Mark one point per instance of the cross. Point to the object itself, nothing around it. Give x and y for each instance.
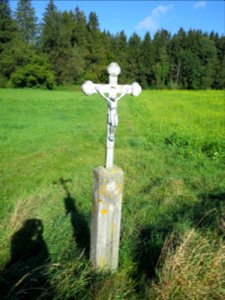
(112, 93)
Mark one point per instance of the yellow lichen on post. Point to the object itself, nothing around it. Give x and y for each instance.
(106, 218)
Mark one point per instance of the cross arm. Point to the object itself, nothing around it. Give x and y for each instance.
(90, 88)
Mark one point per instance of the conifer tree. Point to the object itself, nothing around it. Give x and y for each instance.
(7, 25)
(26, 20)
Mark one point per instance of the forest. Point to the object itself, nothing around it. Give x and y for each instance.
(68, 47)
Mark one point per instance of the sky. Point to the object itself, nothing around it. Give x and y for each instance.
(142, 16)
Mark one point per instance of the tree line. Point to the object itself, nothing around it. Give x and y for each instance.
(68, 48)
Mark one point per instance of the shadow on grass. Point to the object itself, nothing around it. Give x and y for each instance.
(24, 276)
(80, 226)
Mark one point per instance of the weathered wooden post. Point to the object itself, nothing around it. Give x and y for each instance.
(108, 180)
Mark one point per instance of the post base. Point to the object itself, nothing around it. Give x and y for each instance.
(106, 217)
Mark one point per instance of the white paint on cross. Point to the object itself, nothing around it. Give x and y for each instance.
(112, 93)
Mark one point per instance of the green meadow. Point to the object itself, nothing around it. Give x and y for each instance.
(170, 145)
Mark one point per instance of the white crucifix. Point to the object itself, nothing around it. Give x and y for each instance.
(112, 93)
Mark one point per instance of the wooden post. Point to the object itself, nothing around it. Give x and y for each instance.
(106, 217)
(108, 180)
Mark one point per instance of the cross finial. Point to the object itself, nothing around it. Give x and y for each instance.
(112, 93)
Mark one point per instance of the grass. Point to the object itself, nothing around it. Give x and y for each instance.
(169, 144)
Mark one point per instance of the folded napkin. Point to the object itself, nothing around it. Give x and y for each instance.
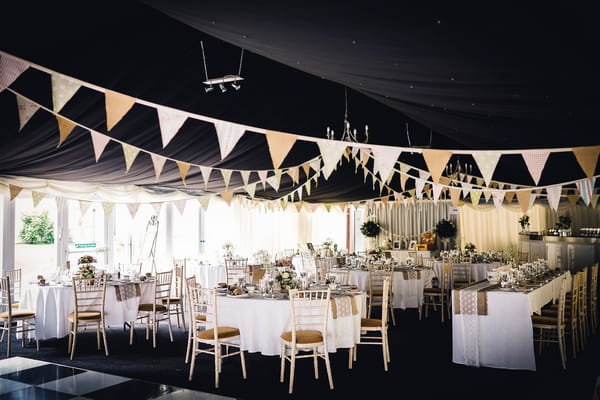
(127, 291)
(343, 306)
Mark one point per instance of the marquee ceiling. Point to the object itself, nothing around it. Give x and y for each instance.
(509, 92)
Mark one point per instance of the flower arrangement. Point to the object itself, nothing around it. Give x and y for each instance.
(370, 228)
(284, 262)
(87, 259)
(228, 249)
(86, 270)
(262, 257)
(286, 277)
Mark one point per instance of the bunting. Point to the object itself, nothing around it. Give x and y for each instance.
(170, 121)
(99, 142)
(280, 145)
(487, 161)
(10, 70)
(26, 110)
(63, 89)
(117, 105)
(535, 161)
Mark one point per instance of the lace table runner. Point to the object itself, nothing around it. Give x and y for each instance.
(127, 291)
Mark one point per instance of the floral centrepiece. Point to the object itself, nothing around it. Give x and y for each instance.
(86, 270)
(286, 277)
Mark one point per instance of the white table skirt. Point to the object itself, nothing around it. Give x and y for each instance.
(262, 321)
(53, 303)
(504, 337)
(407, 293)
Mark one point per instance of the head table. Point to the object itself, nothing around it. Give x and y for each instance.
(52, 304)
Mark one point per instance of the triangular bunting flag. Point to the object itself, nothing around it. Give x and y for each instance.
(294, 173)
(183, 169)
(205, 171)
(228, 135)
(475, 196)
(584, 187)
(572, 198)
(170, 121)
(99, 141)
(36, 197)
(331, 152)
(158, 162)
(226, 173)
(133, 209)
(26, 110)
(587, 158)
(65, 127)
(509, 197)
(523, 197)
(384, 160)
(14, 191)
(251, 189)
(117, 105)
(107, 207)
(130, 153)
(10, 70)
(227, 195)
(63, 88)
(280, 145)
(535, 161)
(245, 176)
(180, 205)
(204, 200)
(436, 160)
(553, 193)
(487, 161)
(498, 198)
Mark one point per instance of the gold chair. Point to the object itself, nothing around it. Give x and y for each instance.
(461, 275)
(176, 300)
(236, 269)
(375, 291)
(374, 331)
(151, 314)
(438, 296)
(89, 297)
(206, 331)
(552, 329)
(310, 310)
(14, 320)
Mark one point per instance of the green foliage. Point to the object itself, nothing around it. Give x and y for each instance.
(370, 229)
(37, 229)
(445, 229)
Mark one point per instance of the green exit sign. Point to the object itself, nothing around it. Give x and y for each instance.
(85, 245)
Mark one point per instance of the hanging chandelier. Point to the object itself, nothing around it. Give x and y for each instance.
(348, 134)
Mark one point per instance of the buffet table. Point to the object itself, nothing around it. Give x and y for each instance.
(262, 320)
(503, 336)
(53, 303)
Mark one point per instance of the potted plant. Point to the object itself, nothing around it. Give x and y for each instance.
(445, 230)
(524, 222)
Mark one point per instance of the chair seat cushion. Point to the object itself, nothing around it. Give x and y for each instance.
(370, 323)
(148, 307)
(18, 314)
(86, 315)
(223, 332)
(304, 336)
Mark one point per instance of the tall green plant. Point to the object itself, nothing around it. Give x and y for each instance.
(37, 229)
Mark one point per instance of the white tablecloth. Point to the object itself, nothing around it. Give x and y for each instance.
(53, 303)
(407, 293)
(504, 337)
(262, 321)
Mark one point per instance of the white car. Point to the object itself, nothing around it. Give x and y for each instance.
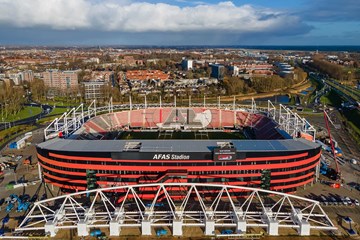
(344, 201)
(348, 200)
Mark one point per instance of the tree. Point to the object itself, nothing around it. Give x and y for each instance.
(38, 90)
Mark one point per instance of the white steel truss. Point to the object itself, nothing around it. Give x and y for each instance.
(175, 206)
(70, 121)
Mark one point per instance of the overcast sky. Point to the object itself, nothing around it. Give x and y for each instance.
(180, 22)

Stated task: Omit the pictures, and quote the material above exactly as given.

Result below:
Mark one point per instance of the cross. Point to the object itself, nothing around it. Give x and y for each instance.
(112, 93)
Mark one point per instance of the yellow lichen on post. Point to the object itself, nothing around it. Give x and y for each instance.
(106, 218)
Mark one point per instance of the cross arm. Point to the object itself, nothing around it. Give x and y for each instance.
(90, 88)
Mark one point per instance of the conifer tree. Point to the object itself, nothing around it. Give x and y for each instance.
(7, 25)
(26, 20)
Mark one point per instance of the forest. Point to the object itself, nothing around it. Give x and y for each instance.
(68, 47)
Mark one point per instance of the sky. Point to the object itself, nothing around it. Give x and y for each instance.
(142, 16)
Mark one point per instance of the tree line. Point to the object itself, nothing around it. Give x and y for each instance.
(68, 48)
Mark one point per instance of the shadow on grass. Point to the object itself, nothing around it. Give x and y for each instance.
(24, 276)
(80, 226)
Mark one point per instance of the weathered wooden post. Point to the object itself, nothing around it. Give x and y for each instance.
(108, 180)
Mark one point per instance of the post base. Point to the object itself, nothing around it. Give x and y for each instance.
(106, 217)
Mark one point per instance of the white paint on cross. Point to the object itself, nothing around it. Give x and y for each instance.
(112, 93)
Mark one point per instance of the green meadow. Point to the object itself, nothing around it. Give x and y for each instance.
(170, 145)
Mark one point per instance of the white crucifix. Point to the object itself, nothing around it. Give x and y for each instance.
(112, 93)
Mark one point per instance of the wooden post. Point to the object itself, nothing around it. Give x and y for each instance.
(106, 217)
(108, 180)
Mark one point per instance of the cross finial. Point to the object itself, nothing around it. Give x and y for each instance.
(112, 93)
Mark one point per instance of the grass. Point to the object itself, nothing around it. Give x and y for each instance.
(169, 144)
Mark one point per instance of the folded napkin. Point to the object itself, nothing around it. Give x and y for each instance.
(127, 291)
(343, 306)
Mark one point per instance of the marquee ceiling. Point to the object itself, nothing around it. Give x and y for each instance.
(509, 92)
Mark one point per instance of the flower arrangement. Point to the object itself, nothing around it. Give x and y for each instance.
(370, 228)
(284, 262)
(87, 259)
(228, 249)
(86, 270)
(262, 257)
(286, 277)
Mark one point per instance of the bunting. Point to the object itself, nothing around it. Give x and y for each instance.
(170, 121)
(99, 142)
(280, 145)
(487, 161)
(10, 70)
(26, 110)
(63, 89)
(117, 105)
(535, 161)
Mark one point per instance of the lace table runner. Point to the object itself, nothing around it. Give x and y for each instance.
(127, 291)
Mark one point per instance of the floral centrepiece. Point to the object itself, nothing around it. Give x and y for each instance.
(86, 270)
(286, 277)
Mark one point per instance of the white table skirt. Point to the object itself, nothing around it. Give x and y for each instance.
(262, 321)
(53, 303)
(504, 337)
(407, 293)
Mark one point per instance of the head table. Point to the object itself, nothing around it. Give x and y for each instance.
(52, 304)
Mark one point per instance of the triangular bunting flag. Point to the object itself, nothing around it. Give x and y for each instance.
(294, 173)
(183, 169)
(205, 171)
(228, 135)
(475, 196)
(584, 187)
(572, 198)
(170, 121)
(99, 141)
(36, 197)
(331, 152)
(158, 162)
(226, 173)
(133, 209)
(26, 110)
(587, 158)
(65, 127)
(509, 197)
(523, 197)
(384, 160)
(14, 191)
(251, 189)
(117, 105)
(107, 207)
(130, 153)
(10, 70)
(227, 195)
(63, 88)
(280, 145)
(535, 161)
(245, 176)
(180, 205)
(204, 200)
(436, 160)
(553, 193)
(487, 161)
(498, 198)
Mark one point per instance of the gold chair. Point to the object itself, nothing around it. Give x and y for each instance.
(461, 275)
(176, 300)
(236, 269)
(375, 291)
(374, 331)
(151, 314)
(438, 296)
(89, 297)
(206, 331)
(552, 329)
(310, 310)
(14, 320)
Mark one point per instance of the green foliage. Point to the object itself, nothing around it. Give x and y for each instance.
(370, 229)
(37, 229)
(445, 229)
Mark one point per instance of the green exit sign. Point to the object itself, nothing around it. Give x and y for each instance.
(85, 245)
Mark one point per instance of the hanging chandelier. Point to the object itself, nothing around it. Give x and y for each instance.
(348, 134)
Mark one point per instance of the buffet table. Point to the object itself, nothing around it. Give x and y for each instance.
(262, 320)
(503, 336)
(53, 303)
Mark one point per instance of the potted plant. Point to the object itself, nothing around it. Give x and y for each instance.
(445, 230)
(524, 222)
Mark one point per instance of the chair seat cushion. Point to the object itself, nothing around it. Give x and y for each instance.
(370, 323)
(148, 307)
(18, 314)
(86, 315)
(223, 332)
(304, 336)
Mark one point per instance of the tall green plant. Point to the object itself, nothing around it. Give x and y for each instance.
(37, 229)
Mark one point per instance of the white tablecloth. Point to the object itself, nothing around it. Give x and y for each instance.
(53, 303)
(407, 293)
(504, 337)
(262, 321)
Mark one point per instance of the white car. Point to the object itself, nothing around it. Give x and y for each instance.
(344, 201)
(348, 200)
Mark one point per instance of the tree. Point to the object itself, nothing around it. Give x and y for each instance.
(38, 90)
Mark one point per instance of the white steel truss. Point to the object itself, nothing around it. Give x and y for each instance.
(175, 206)
(70, 121)
Mark one point per instance of the overcast sky. Point to the object itself, nothing around it. Give x and y for each instance.
(180, 22)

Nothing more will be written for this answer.